■ WHAT TO DO
Print exactly the lines from the one containing "find the white skirt;" through the last line of the listing, both included.

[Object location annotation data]
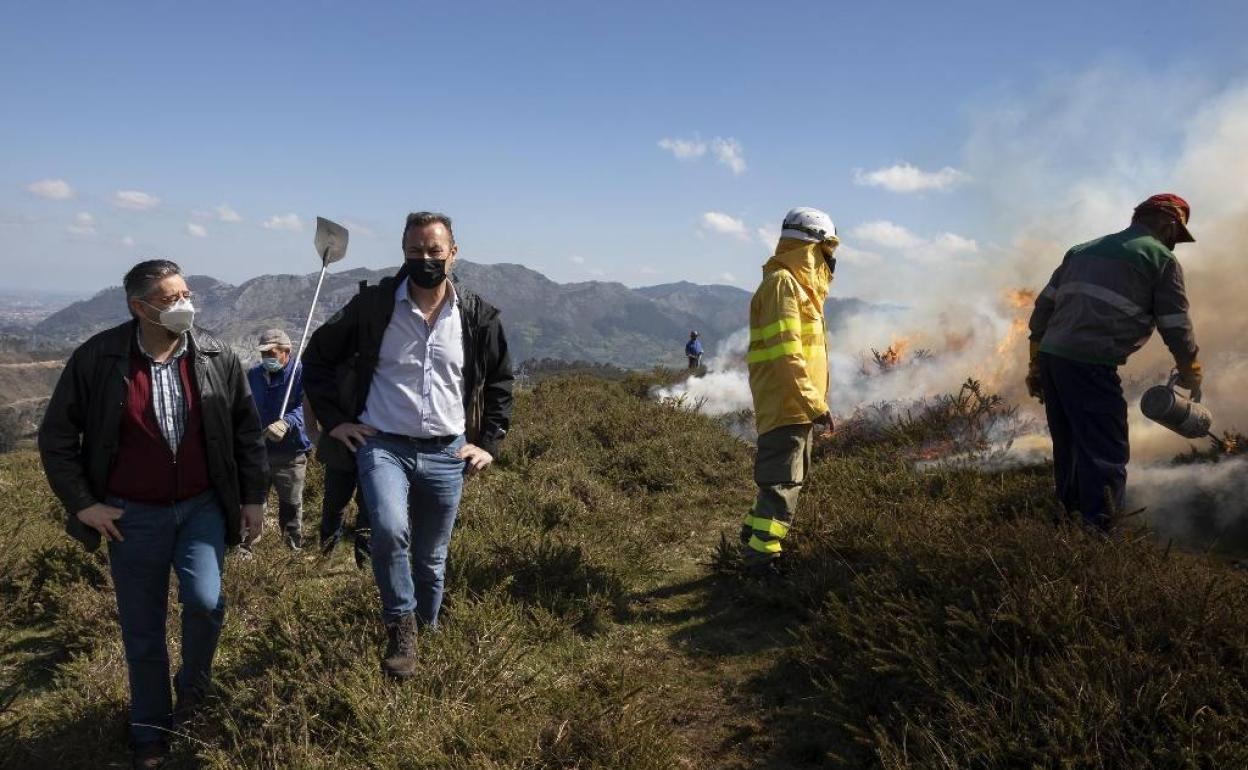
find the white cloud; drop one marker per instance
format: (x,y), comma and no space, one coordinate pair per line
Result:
(53,190)
(358,230)
(288,221)
(944,247)
(684,149)
(15,220)
(729,152)
(723,224)
(887,235)
(954,243)
(858,256)
(225,214)
(135,200)
(905,177)
(768,236)
(84,225)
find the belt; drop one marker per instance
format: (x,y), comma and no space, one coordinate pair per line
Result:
(436,441)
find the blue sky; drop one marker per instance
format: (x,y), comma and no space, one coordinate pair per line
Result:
(637,142)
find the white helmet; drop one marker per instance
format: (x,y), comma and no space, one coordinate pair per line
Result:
(808,225)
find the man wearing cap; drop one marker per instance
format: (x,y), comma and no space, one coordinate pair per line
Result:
(788,362)
(432,404)
(694,351)
(285,437)
(1100,307)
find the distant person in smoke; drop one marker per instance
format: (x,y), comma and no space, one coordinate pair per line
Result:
(1100,307)
(694,351)
(433,402)
(151,441)
(285,438)
(788,362)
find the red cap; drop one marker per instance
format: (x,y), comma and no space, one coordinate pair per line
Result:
(1173,205)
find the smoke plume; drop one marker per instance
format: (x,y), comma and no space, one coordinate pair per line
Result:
(1061,167)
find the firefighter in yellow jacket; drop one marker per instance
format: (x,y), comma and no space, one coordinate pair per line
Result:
(788,362)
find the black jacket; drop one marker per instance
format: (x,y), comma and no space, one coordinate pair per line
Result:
(78,438)
(356,332)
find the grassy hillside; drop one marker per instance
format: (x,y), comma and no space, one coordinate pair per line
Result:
(595,619)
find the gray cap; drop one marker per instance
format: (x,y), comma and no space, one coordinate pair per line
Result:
(272,338)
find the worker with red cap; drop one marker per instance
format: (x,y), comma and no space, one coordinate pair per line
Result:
(1100,307)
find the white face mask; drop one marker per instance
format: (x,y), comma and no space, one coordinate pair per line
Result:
(176,317)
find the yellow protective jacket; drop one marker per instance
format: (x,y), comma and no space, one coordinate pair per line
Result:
(788,356)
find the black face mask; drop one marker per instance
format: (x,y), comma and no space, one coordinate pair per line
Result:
(426,273)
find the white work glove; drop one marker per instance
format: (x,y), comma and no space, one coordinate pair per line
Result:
(276,431)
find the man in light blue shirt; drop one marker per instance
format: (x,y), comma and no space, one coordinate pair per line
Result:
(433,402)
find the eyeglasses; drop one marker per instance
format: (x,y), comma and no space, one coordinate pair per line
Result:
(171,298)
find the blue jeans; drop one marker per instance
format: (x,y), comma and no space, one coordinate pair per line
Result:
(189,537)
(412,491)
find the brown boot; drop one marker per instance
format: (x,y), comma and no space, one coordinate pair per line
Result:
(401,659)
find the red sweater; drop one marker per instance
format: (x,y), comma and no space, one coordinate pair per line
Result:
(145,469)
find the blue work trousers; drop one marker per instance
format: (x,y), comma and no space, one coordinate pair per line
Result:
(189,538)
(1087,419)
(412,489)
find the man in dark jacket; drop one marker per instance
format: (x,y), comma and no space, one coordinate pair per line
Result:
(152,442)
(433,401)
(1100,307)
(341,474)
(285,437)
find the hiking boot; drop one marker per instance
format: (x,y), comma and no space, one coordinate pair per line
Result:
(401,659)
(760,567)
(150,755)
(328,544)
(187,705)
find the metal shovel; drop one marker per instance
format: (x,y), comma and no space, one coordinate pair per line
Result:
(331,246)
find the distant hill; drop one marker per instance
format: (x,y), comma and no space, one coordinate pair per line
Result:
(595,321)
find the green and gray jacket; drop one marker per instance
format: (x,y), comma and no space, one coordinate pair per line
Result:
(1106,297)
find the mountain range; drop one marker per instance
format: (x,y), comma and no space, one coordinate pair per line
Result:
(595,321)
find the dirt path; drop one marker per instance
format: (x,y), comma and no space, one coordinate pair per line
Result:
(725,642)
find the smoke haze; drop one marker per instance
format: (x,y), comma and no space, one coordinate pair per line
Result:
(1062,167)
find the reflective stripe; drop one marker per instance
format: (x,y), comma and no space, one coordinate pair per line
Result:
(766,526)
(764,545)
(1105,295)
(771,330)
(775,351)
(1179,321)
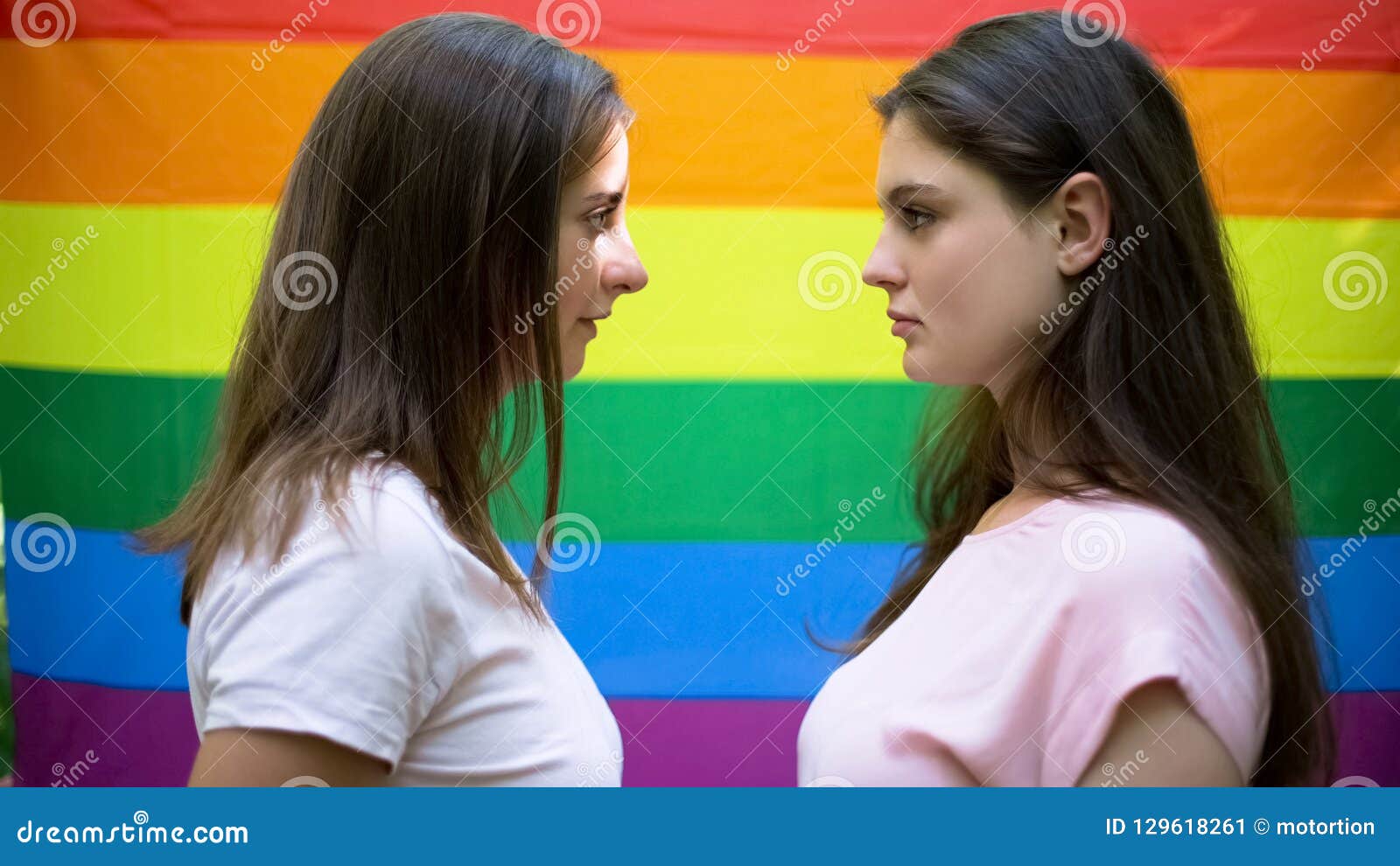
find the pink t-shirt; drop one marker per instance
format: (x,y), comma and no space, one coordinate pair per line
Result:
(1010,665)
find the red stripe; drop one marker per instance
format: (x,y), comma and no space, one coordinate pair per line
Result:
(74,733)
(1192,32)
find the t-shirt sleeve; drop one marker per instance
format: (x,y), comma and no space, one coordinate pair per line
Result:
(1164,613)
(352,635)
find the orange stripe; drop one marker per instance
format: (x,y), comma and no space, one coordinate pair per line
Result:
(182,122)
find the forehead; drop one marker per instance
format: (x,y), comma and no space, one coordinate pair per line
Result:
(907,157)
(609,171)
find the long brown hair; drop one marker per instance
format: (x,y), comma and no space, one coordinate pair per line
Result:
(1033,98)
(419,223)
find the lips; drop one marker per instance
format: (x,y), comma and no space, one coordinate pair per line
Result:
(903,324)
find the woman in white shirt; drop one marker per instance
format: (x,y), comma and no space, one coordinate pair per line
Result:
(450,234)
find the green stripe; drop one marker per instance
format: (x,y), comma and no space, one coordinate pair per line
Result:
(658,460)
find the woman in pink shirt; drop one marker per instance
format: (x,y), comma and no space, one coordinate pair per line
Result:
(1108,588)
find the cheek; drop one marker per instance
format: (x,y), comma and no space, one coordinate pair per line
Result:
(984,290)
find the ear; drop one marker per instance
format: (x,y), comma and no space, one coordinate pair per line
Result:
(1080,217)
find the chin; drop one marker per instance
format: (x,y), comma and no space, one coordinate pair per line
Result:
(573,363)
(933,373)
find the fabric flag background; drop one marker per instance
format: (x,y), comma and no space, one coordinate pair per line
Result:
(724,424)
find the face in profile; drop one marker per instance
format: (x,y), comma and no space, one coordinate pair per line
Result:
(968,276)
(597,259)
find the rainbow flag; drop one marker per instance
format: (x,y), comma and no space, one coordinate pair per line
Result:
(723,426)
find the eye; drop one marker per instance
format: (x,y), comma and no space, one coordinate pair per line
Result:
(601,217)
(914,219)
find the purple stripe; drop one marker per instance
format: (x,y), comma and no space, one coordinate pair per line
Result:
(74,733)
(709,742)
(1368,735)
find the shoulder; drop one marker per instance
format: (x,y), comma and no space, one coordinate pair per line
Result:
(1106,548)
(375,534)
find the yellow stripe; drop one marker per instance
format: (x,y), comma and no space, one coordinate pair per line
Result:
(161,290)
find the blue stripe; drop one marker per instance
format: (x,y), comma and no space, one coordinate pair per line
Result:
(699,620)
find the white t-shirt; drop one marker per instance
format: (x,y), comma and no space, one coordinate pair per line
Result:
(394,639)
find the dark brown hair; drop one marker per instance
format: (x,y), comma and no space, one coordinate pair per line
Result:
(1033,98)
(419,221)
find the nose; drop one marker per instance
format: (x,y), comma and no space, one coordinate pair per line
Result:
(623,272)
(882,269)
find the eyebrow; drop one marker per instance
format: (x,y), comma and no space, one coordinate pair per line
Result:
(611,196)
(606,198)
(912,191)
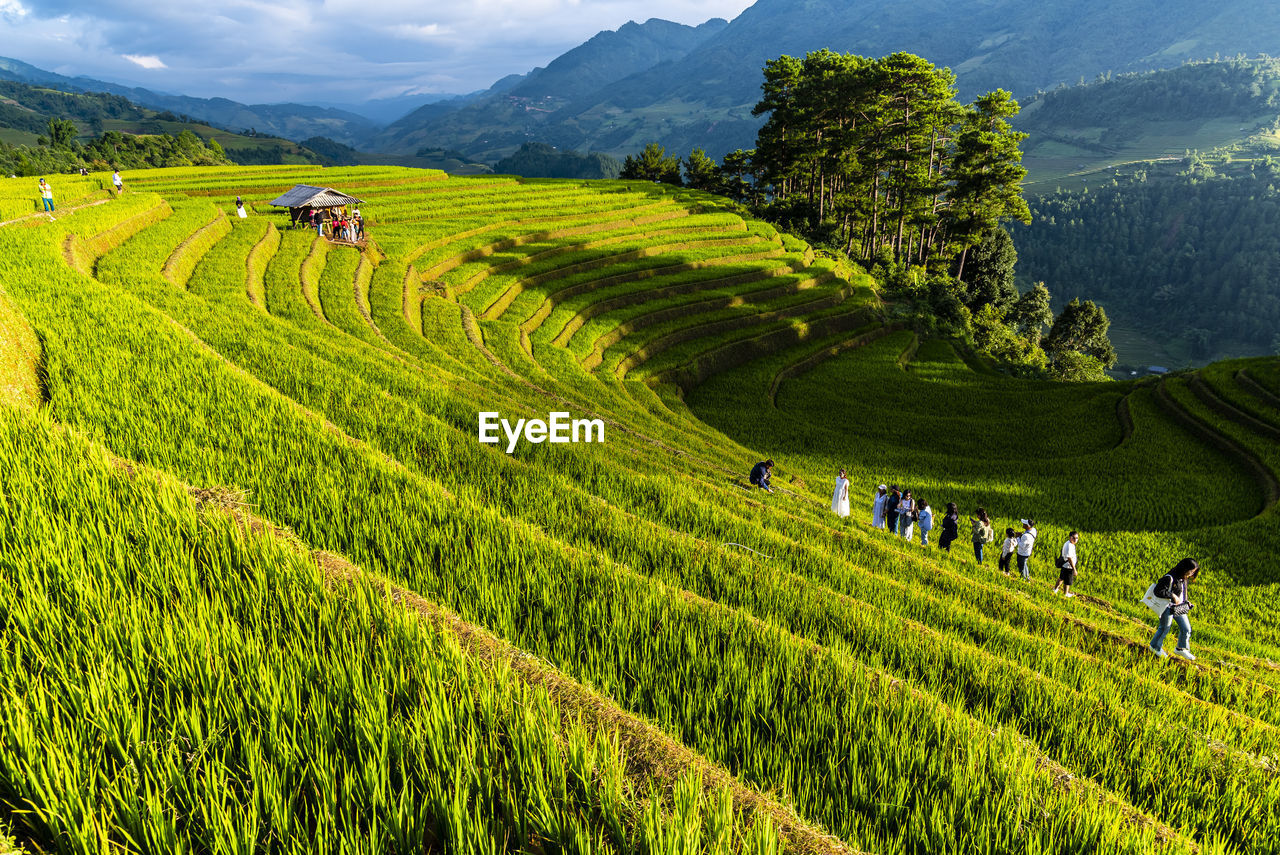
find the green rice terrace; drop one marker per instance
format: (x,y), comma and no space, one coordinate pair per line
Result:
(264,590)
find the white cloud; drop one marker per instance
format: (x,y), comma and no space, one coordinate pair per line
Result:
(420,32)
(150,62)
(306,50)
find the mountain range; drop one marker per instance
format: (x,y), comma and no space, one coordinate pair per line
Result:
(695,86)
(691,87)
(293,122)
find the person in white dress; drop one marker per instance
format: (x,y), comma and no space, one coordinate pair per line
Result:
(906,515)
(878,507)
(840,498)
(926,519)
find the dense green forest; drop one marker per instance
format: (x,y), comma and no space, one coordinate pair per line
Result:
(1237,87)
(876,160)
(1194,256)
(63,152)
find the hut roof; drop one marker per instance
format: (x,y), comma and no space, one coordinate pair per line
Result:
(309,196)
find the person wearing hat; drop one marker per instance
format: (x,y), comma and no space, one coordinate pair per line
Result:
(1006,551)
(1066,565)
(760,475)
(878,507)
(1025,544)
(46,196)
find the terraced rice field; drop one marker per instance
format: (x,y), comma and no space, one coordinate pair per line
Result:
(265,590)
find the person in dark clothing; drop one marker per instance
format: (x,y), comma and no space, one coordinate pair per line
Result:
(950,527)
(895,495)
(1173,588)
(760,474)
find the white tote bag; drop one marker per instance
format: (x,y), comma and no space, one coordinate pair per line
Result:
(1155,603)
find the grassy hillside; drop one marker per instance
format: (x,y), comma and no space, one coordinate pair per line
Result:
(325,616)
(1082,135)
(704,97)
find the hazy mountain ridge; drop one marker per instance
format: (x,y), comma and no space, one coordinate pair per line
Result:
(288,120)
(704,96)
(536,105)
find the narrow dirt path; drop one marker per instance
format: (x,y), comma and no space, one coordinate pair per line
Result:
(44,215)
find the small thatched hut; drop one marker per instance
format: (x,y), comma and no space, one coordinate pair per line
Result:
(305,199)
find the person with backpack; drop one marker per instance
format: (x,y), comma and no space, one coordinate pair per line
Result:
(1025,544)
(891,508)
(878,507)
(1171,591)
(982,533)
(46,196)
(906,515)
(1006,551)
(950,527)
(1066,565)
(760,474)
(840,498)
(924,516)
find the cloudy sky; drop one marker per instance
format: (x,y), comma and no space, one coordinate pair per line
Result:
(309,50)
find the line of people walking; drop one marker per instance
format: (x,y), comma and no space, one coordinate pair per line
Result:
(899,512)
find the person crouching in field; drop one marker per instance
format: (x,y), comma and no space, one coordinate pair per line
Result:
(924,516)
(760,474)
(840,498)
(1066,565)
(1173,588)
(1006,551)
(878,507)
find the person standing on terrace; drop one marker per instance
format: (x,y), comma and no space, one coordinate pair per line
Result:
(1173,588)
(46,196)
(924,515)
(906,515)
(840,498)
(1025,545)
(891,508)
(982,533)
(1066,565)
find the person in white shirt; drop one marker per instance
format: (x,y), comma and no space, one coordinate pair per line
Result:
(878,507)
(1066,565)
(926,521)
(1006,551)
(1025,544)
(840,498)
(906,515)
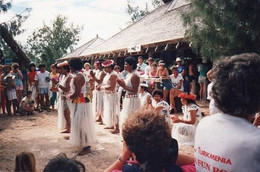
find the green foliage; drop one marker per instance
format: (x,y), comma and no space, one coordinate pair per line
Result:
(223,28)
(14,28)
(136,13)
(52,42)
(4,6)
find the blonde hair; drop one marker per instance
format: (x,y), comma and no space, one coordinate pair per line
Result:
(25,161)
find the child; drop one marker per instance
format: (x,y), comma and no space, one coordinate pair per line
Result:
(10,91)
(27,104)
(25,161)
(42,86)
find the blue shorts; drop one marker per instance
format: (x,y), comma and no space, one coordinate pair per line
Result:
(43,90)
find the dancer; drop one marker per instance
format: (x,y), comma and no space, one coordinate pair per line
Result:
(98,103)
(64,102)
(82,126)
(111,103)
(131,85)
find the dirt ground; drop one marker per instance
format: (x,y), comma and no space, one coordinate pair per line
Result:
(39,134)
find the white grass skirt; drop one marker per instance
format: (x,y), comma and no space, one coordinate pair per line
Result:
(98,102)
(184,133)
(82,126)
(129,106)
(111,109)
(61,118)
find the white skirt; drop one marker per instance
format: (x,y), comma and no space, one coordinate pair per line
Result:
(82,126)
(61,118)
(11,95)
(129,106)
(98,103)
(184,133)
(111,109)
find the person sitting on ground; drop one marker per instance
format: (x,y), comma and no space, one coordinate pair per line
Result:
(148,140)
(159,105)
(177,86)
(229,136)
(25,161)
(144,93)
(63,163)
(27,104)
(184,129)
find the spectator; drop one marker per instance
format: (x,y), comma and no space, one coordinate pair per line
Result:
(54,76)
(63,163)
(177,86)
(25,161)
(27,104)
(18,77)
(2,89)
(184,129)
(147,137)
(141,65)
(10,91)
(42,85)
(230,135)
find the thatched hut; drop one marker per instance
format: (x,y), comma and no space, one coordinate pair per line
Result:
(159,34)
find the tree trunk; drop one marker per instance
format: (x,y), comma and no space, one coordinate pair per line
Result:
(8,38)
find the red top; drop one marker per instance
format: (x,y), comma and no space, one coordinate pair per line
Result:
(31,76)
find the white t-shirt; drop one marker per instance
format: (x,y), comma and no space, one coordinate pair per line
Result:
(142,67)
(41,78)
(143,98)
(227,143)
(147,69)
(176,81)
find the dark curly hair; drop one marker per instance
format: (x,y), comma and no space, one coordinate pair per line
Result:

■ SOLUTION
find the white skirt; drop one marker per instance
format: (x,y), comma and no space, one coordinate pair per line
Result:
(82,126)
(61,118)
(11,95)
(129,106)
(98,103)
(184,133)
(111,109)
find the person sitting on ground; drop one marker per instance
format: (x,y), comma and no space, one coordinate pair per line
Result:
(148,140)
(159,105)
(177,86)
(229,136)
(25,161)
(144,93)
(63,163)
(27,104)
(184,129)
find the spectator; drop one marker per instance
format: (x,y), comma and no space, one coordinate pair per line
Result:
(54,76)
(63,163)
(177,86)
(25,161)
(27,104)
(18,77)
(2,89)
(184,129)
(147,137)
(141,65)
(10,91)
(42,85)
(230,135)
find the thatched hut; drop one marker per instance
format: (x,y), comma and no space, one coordinate pair per line
Result:
(159,34)
find the tree trunk; drop one marker per instance
format: (x,y), comma and no space, one coordinate pair per line
Result:
(8,38)
find the red top; drop one marker per instance
format: (x,y), comma and no space, one coordinate pair per line
Result:
(31,76)
find the white t-shirt; drop one marker per instance
format: (x,y), comma and no space, one coordinate pair per line
Result:
(142,67)
(41,78)
(143,98)
(227,143)
(147,69)
(176,81)
find the dark curly hair; drop one marker per instance
format: (x,y), comma and no space, one coordinate pair per line
Result:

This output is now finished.